● **Aufgaben**:
- 1) Gib aus dem Text über Familiennamen den Abschnitt zwischen „Familiennamen sind also“ und „Frau Dr. Heuser!“ einschließlich dieser Wörter unverändert wieder.
- 2) Fasse den Text über Familiennamen in zwei Sätzen zusammen.

● **Lesetext**:
Interessant sind Namen auch für die Erforschung der deutschen verschiedenen Dialekte: Familiennamen sind eine reichhaltige sprachliche Quelle für die Dialektlandschaft, die zur Zeit der Namenbildung existierte. Daneben kann man anhand der heutigen Verbreitung erkennen, wie die Namenlandschaft vor 500 Jahren ausgesehen hat. Trotz aller Mobilität und Globalisierung leben die Menschen zum größten Teil heute in derselben Region, wie ihre Vorfahren. Als Ausnahme müssen wir aber auch die großen Migrationsbewegungen berücksichtigen, die aber meist gut erkennbar sind. Das ist wirklich sehr erstaunlich!

Familiennamen sind also eine hervorragende Quelle für die Historische Sprachwissenschaft, zugleich auch für die Kulturanthropologie, die Mentalitätsforschung, die Religionswissenschaften sowie Siedlungs- und Migrationsforschung. Genau deshalb ist das Interesse an der Bedeutung, Verbreitung und Herkunft von Namen so groß, sowohl in der Wissenschaft als auch in der Öffentlichkeit. Und mit jedem Familiennamen bekommen wir ein differenzierteres Bild sowohl von vergangenen Zeiten als auch von der Gegenwart. Demnächst haben wir einen neuen Webauftritt, der sehr schön und noch umfassender wird, zum Beispiel mit historischen Karten, mit denen man anhand der Familiennamen Wanderbewegungen noch besser nachvollziehen kann.

Wir sind sehr gespannt und wünschen viel Erfolg! Herzlichen Dank für das Interview, liebe Frau Dr. Heuser!

Digitales Familiennamenwörterbuch Deutschlands (DFD)

● **Bereitgestelltes Material**:
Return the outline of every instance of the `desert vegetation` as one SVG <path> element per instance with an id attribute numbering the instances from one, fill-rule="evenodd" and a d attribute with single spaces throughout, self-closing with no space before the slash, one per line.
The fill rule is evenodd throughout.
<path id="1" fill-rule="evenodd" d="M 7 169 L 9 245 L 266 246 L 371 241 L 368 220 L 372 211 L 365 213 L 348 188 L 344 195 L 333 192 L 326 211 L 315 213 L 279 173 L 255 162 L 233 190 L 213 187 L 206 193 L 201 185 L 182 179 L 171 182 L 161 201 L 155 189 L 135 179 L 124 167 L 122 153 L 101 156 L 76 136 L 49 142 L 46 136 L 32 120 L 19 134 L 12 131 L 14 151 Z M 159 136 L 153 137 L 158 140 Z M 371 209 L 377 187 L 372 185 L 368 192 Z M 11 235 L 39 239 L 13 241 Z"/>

● **Lösungen**:
- 1)
Familiennamen sind also eine hervorragende Quelle für die Historische Sprachwissenschaft, zugleich auch für die Kulturanthropologie, die Mentalitätsforschung, die Religionswissenschaften sowie Siedlungs- und Migrationsforschung. Genau deshalb ist das Interesse an der Bedeutung, Verbreitung und Herkunft von Namen so groß, sowohl in der Wissenschaft als auch in der Öffentlichkeit. Und mit jedem Familiennamen bekommen wir ein differenzierteres Bild sowohl von vergangenen Zeiten als auch von der Gegenwart. Demnächst haben wir einen neuen Webauftritt, der sehr schön und noch umfassender wird, zum Beispiel mit historischen Karten, mit denen man anhand der Familiennamen Wanderbewegungen noch besser nachvollziehen kann.

Wir sind sehr gespannt und wünschen viel Erfolg! Herzlichen Dank für das Interview, liebe Frau Dr. Heuser!

- 2) Familiennamen sind eine reichhaltige Quelle für die Dialektlandschaft zur Zeit der Namenbildung, und ihre heutige Verbreitung zeigt, wie die Namenlandschaft vor 500 Jahren aussah, weil die meisten Menschen noch in derselben Region wie ihre Vorfahren leben. Sie sind zudem eine hervorragende Quelle für die Historische Sprachwissenschaft und weitere Fächer wie die Siedlungs- und Migrationsforschung, weshalb das Interesse an ihnen in Wissenschaft und Öffentlichkeit groß ist.